But within a year, most of the engineers who make the company's security software will be on the other side of the globe. Even the chief financial officer, chief technology officer, and the head of research and development will work out of the emerging Indian tech hubs of Pune and New Delhi.

After launching five startups, Solidcore chief executive Rosen Sharma says he would never build a company without outsourcing the relatively expensive and highly skilled tech jobs to low-paid contractors or local hires in developing countries.

"The British empire bought raw cotton inexpensively in India and sold the finished goods back in England," said Sharma, 31, who earned a Ph.D. in computer science from Cornell University. "Our raw material is intellectual power, which is cheap in India, and the finished product, our software, can be sold around the world."

With the drastically lower labor costs, Sharma can stretch $5.3 million in venture funding until the company finds paying customers.

Fiscal frugality after the dot-com bust forced hundreds of cash-strapped startups to slash costs by any means possible in early 2000, auctioning off expensive furniture and moving from swank office parks to cramped industrial lofts. Three years later, Silicon Valley investors are pressuring entrepreneurs to shrink personnel costs by as much as 60 percent by sending jobs overseas.

Within the past year, startups have taken the outsourcing trend to extreme lengths, migrating entire development teams to India, China, and Russia and leaving only skeletal crews in Silicon Valley and tech hubs such as Boston and Seattle.

"You either embrace this or die," said Warren Weiss, general partner at Menlo Park-based Foundation Capital. Earlier this year, one-third of the engineers at one of Weiss' portfolio companies, Walnut Creek-based software firm manageStar, moved to Asia.

"There's no way you can have a Silicon Valley company without outsourcing," Weiss said. "You simply can't make the numbers work."

But the rapid escalation of outsourcing worries some economists and venture capitalists.

Although startups rarely employ more than a few hundred people--often working for smaller salaries than big companies pay--they act as crucial incubators and entrepreneurial farm teams for established companies.

Outsourcing startup work could have disastrous long-term consequences, critics say, depriving Americans of unique business experience and minimizing the likelihood that the next Hewlett-Packard will get its start in a Palo Alto garage.

**To-do list:**
[a] In the outsourcing article, from which university did Rosen Sharma earn his Ph.D. in computer science?
[b] Copy the passage of the outsourcing article starting at "Fiscal frugality after" and ending at "Boston and Seattle.".
None of the entries are needed for the tasks.

[Entries from an annotation dataset]
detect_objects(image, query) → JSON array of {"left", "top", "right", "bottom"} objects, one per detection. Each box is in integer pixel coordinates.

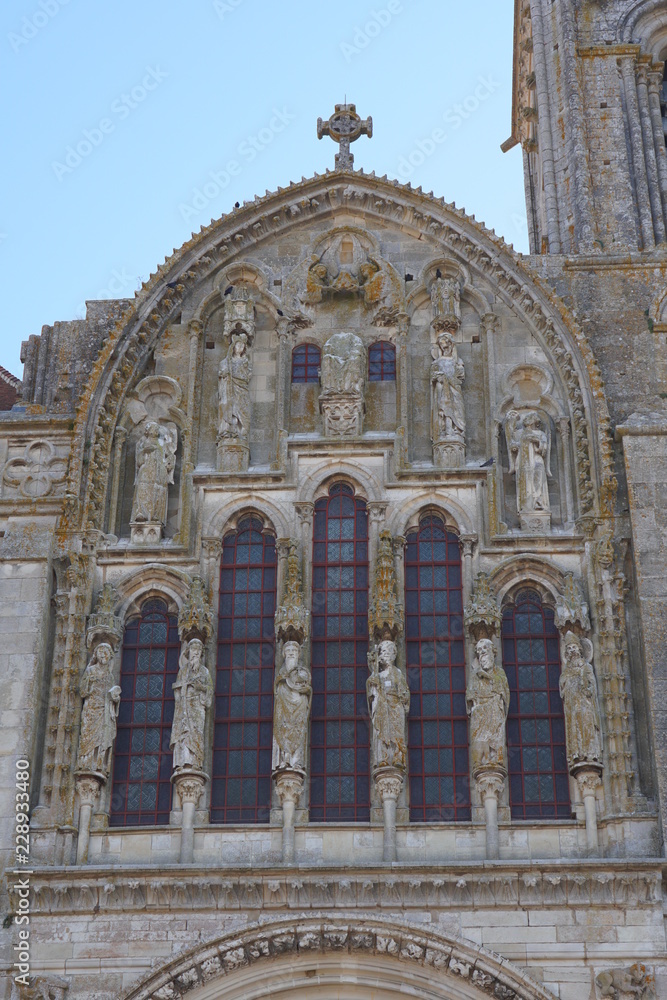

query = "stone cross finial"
[{"left": 317, "top": 104, "right": 373, "bottom": 170}]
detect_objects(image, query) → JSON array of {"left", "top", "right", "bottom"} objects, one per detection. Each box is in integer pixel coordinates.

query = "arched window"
[
  {"left": 211, "top": 518, "right": 276, "bottom": 823},
  {"left": 292, "top": 344, "right": 321, "bottom": 382},
  {"left": 405, "top": 516, "right": 471, "bottom": 822},
  {"left": 310, "top": 483, "right": 370, "bottom": 823},
  {"left": 368, "top": 340, "right": 396, "bottom": 382},
  {"left": 502, "top": 590, "right": 572, "bottom": 819},
  {"left": 109, "top": 598, "right": 180, "bottom": 826}
]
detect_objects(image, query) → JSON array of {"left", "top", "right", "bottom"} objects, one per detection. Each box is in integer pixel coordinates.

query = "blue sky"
[{"left": 0, "top": 0, "right": 528, "bottom": 376}]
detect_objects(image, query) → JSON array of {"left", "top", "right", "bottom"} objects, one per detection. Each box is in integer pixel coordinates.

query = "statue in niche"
[
  {"left": 366, "top": 639, "right": 410, "bottom": 770},
  {"left": 466, "top": 639, "right": 510, "bottom": 772},
  {"left": 169, "top": 639, "right": 213, "bottom": 771},
  {"left": 77, "top": 642, "right": 121, "bottom": 777},
  {"left": 273, "top": 640, "right": 313, "bottom": 772},
  {"left": 131, "top": 420, "right": 178, "bottom": 525},
  {"left": 320, "top": 333, "right": 366, "bottom": 437},
  {"left": 505, "top": 410, "right": 551, "bottom": 516},
  {"left": 559, "top": 632, "right": 602, "bottom": 770},
  {"left": 431, "top": 330, "right": 466, "bottom": 468},
  {"left": 218, "top": 333, "right": 252, "bottom": 440}
]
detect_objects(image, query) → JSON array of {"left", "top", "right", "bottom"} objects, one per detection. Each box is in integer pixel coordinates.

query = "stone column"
[
  {"left": 572, "top": 766, "right": 602, "bottom": 854},
  {"left": 109, "top": 426, "right": 127, "bottom": 534},
  {"left": 74, "top": 771, "right": 107, "bottom": 865},
  {"left": 373, "top": 767, "right": 403, "bottom": 861},
  {"left": 558, "top": 417, "right": 574, "bottom": 524},
  {"left": 647, "top": 66, "right": 667, "bottom": 218},
  {"left": 619, "top": 56, "right": 655, "bottom": 250},
  {"left": 637, "top": 61, "right": 665, "bottom": 243},
  {"left": 274, "top": 769, "right": 306, "bottom": 865},
  {"left": 171, "top": 770, "right": 208, "bottom": 865}
]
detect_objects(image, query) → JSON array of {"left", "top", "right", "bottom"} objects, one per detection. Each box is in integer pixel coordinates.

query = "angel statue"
[
  {"left": 218, "top": 333, "right": 252, "bottom": 438},
  {"left": 131, "top": 420, "right": 178, "bottom": 524},
  {"left": 559, "top": 632, "right": 602, "bottom": 769},
  {"left": 505, "top": 410, "right": 551, "bottom": 514}
]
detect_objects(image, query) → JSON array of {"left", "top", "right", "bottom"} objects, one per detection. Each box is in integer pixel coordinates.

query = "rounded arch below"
[{"left": 122, "top": 913, "right": 553, "bottom": 1000}]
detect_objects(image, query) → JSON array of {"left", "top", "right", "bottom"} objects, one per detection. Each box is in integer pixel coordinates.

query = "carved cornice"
[
  {"left": 20, "top": 859, "right": 662, "bottom": 914},
  {"left": 59, "top": 171, "right": 612, "bottom": 536}
]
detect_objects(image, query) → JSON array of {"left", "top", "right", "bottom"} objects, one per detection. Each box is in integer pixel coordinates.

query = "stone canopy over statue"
[
  {"left": 169, "top": 639, "right": 213, "bottom": 771},
  {"left": 131, "top": 420, "right": 178, "bottom": 542},
  {"left": 366, "top": 639, "right": 410, "bottom": 770},
  {"left": 505, "top": 410, "right": 551, "bottom": 531},
  {"left": 320, "top": 333, "right": 366, "bottom": 437},
  {"left": 77, "top": 642, "right": 121, "bottom": 777}
]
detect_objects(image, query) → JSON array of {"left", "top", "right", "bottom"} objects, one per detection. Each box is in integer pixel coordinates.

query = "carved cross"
[{"left": 317, "top": 104, "right": 373, "bottom": 170}]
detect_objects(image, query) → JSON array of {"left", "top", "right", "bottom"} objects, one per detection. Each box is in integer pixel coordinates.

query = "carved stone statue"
[
  {"left": 466, "top": 639, "right": 510, "bottom": 772},
  {"left": 320, "top": 333, "right": 366, "bottom": 437},
  {"left": 273, "top": 641, "right": 313, "bottom": 772},
  {"left": 218, "top": 333, "right": 252, "bottom": 440},
  {"left": 559, "top": 632, "right": 602, "bottom": 770},
  {"left": 131, "top": 420, "right": 178, "bottom": 525},
  {"left": 366, "top": 639, "right": 410, "bottom": 770},
  {"left": 169, "top": 639, "right": 213, "bottom": 770},
  {"left": 77, "top": 642, "right": 121, "bottom": 777},
  {"left": 505, "top": 410, "right": 551, "bottom": 529},
  {"left": 431, "top": 330, "right": 466, "bottom": 468}
]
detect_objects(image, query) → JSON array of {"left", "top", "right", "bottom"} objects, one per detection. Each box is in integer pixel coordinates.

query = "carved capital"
[
  {"left": 273, "top": 768, "right": 306, "bottom": 805},
  {"left": 171, "top": 768, "right": 208, "bottom": 806},
  {"left": 74, "top": 771, "right": 107, "bottom": 806},
  {"left": 373, "top": 767, "right": 403, "bottom": 802},
  {"left": 463, "top": 573, "right": 502, "bottom": 642},
  {"left": 178, "top": 576, "right": 213, "bottom": 643}
]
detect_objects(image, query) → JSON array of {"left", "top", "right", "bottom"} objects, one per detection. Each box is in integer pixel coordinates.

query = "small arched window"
[
  {"left": 405, "top": 515, "right": 471, "bottom": 823},
  {"left": 211, "top": 517, "right": 276, "bottom": 823},
  {"left": 502, "top": 590, "right": 572, "bottom": 819},
  {"left": 292, "top": 344, "right": 321, "bottom": 382},
  {"left": 368, "top": 340, "right": 396, "bottom": 382},
  {"left": 109, "top": 598, "right": 180, "bottom": 826},
  {"left": 310, "top": 483, "right": 370, "bottom": 823}
]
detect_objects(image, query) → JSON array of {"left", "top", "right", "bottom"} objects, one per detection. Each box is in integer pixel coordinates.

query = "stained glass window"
[
  {"left": 502, "top": 590, "right": 572, "bottom": 819},
  {"left": 211, "top": 518, "right": 276, "bottom": 823},
  {"left": 405, "top": 516, "right": 471, "bottom": 822},
  {"left": 310, "top": 484, "right": 370, "bottom": 822},
  {"left": 109, "top": 599, "right": 180, "bottom": 826},
  {"left": 368, "top": 340, "right": 396, "bottom": 382},
  {"left": 292, "top": 344, "right": 320, "bottom": 382}
]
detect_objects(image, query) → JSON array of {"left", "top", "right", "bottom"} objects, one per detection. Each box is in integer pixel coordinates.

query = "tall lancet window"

**Expected answers:**
[a] Cornell University

[b]
Fiscal frugality after the dot-com bust forced hundreds of cash-strapped startups to slash costs by any means possible in early 2000, auctioning off expensive furniture and moving from swank office parks to cramped industrial lofts. Three years later, Silicon Valley investors are pressuring entrepreneurs to shrink personnel costs by as much as 60 percent by sending jobs overseas.

Within the past year, startups have taken the outsourcing trend to extreme lengths, migrating entire development teams to India, China, and Russia and leaving only skeletal crews in Silicon Valley and tech hubs such as Boston and Seattle.